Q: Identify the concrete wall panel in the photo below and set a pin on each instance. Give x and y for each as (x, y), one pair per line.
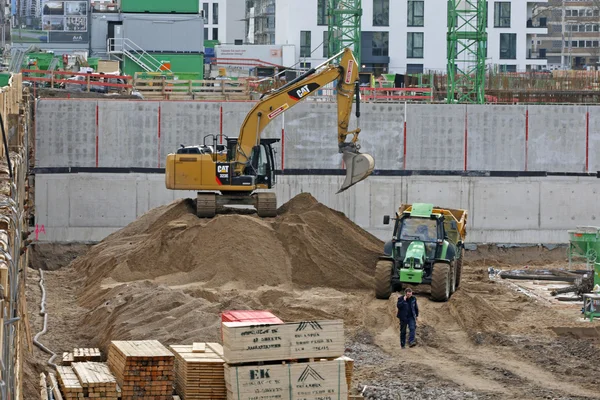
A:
(501, 210)
(435, 138)
(128, 134)
(567, 205)
(505, 204)
(105, 203)
(187, 123)
(557, 138)
(65, 133)
(496, 138)
(594, 139)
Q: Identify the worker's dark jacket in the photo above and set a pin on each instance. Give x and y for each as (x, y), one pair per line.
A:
(407, 309)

● **Problem requirements**
From the entries above, copy every line that holds the word "instance".

● **Worked solution**
Q: Identify the concrete wall panel in the photo below and set a pin on each instance. Give x and y for each as (x, y), one pair per line.
Q: Identify the worker's dark jacket in the photo above and set a pin on each instance. Give x and y for each as (x, y), one pair per line.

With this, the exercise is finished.